Begin

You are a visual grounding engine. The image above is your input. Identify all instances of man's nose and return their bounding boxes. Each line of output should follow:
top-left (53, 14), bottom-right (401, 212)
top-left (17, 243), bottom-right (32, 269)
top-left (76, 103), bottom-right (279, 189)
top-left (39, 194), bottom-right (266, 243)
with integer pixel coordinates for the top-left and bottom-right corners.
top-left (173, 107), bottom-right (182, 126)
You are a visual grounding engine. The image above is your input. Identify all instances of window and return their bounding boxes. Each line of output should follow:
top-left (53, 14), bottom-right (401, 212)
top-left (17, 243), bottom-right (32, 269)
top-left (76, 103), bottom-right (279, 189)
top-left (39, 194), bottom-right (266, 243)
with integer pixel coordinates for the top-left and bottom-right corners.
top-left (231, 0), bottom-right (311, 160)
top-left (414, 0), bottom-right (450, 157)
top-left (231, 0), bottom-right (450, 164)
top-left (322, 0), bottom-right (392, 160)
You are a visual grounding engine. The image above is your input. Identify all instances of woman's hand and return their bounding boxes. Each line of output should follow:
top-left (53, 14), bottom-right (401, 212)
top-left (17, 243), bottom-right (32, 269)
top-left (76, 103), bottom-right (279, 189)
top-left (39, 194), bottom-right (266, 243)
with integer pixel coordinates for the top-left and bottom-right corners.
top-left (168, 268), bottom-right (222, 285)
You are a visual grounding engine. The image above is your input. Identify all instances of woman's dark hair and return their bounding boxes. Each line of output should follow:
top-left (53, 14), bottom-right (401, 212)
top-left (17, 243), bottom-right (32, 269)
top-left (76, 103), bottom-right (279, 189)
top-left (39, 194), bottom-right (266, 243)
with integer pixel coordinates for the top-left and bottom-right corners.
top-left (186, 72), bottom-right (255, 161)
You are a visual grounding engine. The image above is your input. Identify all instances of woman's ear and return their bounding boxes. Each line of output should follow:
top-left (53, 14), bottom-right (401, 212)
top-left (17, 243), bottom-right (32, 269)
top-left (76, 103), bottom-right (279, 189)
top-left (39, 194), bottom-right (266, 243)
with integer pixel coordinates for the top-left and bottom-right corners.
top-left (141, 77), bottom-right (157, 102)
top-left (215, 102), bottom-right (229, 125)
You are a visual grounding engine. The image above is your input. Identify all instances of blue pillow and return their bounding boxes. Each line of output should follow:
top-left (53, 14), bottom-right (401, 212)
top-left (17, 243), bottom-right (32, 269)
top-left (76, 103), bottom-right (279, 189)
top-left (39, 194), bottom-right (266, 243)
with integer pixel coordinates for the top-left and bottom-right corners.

End

> _Aim_
Rewrite all the lines above, switching each "bounding boxes" to "enclosing rectangles" and leaving every other part untouched.

> _Task response_
You are a visual grounding engine. The image above is your input. Identify all instances of man's nose and return their enclosing rectangles. Each line of output should follow:
top-left (53, 14), bottom-right (401, 212)
top-left (17, 243), bottom-right (32, 269)
top-left (76, 103), bottom-right (279, 189)
top-left (39, 194), bottom-right (266, 243)
with integer pixel coordinates for the top-left and bottom-right corners.
top-left (173, 107), bottom-right (182, 126)
You are a visual grounding engine. The image above is your input. Identify all instances of window and return their enclosing rectangles. Each line of output should follow:
top-left (53, 14), bottom-right (401, 212)
top-left (17, 243), bottom-right (32, 269)
top-left (76, 103), bottom-right (279, 189)
top-left (39, 194), bottom-right (266, 243)
with integer pixel coordinates for the top-left and bottom-right corners.
top-left (231, 0), bottom-right (311, 160)
top-left (414, 0), bottom-right (450, 157)
top-left (231, 0), bottom-right (450, 164)
top-left (322, 0), bottom-right (392, 160)
You are a visual grounding engine. The image above is your input. Identify all instances of woman's hand and return their enclosing rectangles. Each line of output should follow:
top-left (53, 14), bottom-right (401, 212)
top-left (17, 243), bottom-right (32, 269)
top-left (76, 103), bottom-right (279, 189)
top-left (39, 194), bottom-right (266, 243)
with integer pixel coordinates for the top-left and bottom-right corners.
top-left (168, 268), bottom-right (222, 285)
You are a visual grounding engine. The image above is your input. Identify all instances of woman's dark hair and return their enclosing rectangles. Each line of output should follow:
top-left (53, 14), bottom-right (401, 212)
top-left (17, 243), bottom-right (32, 269)
top-left (76, 103), bottom-right (279, 189)
top-left (39, 194), bottom-right (266, 243)
with integer pixel coordinates for the top-left and bottom-right corners.
top-left (186, 72), bottom-right (255, 161)
You are a visual grounding engine. The image above is your input. Identify all instances of woman's ear and return their enclosing rectangles. Each line of output should follow:
top-left (53, 14), bottom-right (401, 212)
top-left (17, 243), bottom-right (32, 269)
top-left (76, 103), bottom-right (279, 189)
top-left (39, 194), bottom-right (266, 243)
with integer pixel coordinates for the top-left and bottom-right corners.
top-left (141, 77), bottom-right (157, 102)
top-left (215, 102), bottom-right (229, 125)
You are a visual grounding engine. The image above is your input. Identify all instances of blue pillow and return their enclosing rectangles. Each line of output should follow:
top-left (53, 14), bottom-right (401, 212)
top-left (17, 243), bottom-right (32, 269)
top-left (76, 103), bottom-right (279, 189)
top-left (39, 194), bottom-right (266, 243)
with integer pixel coordinates for the top-left and bottom-right corners.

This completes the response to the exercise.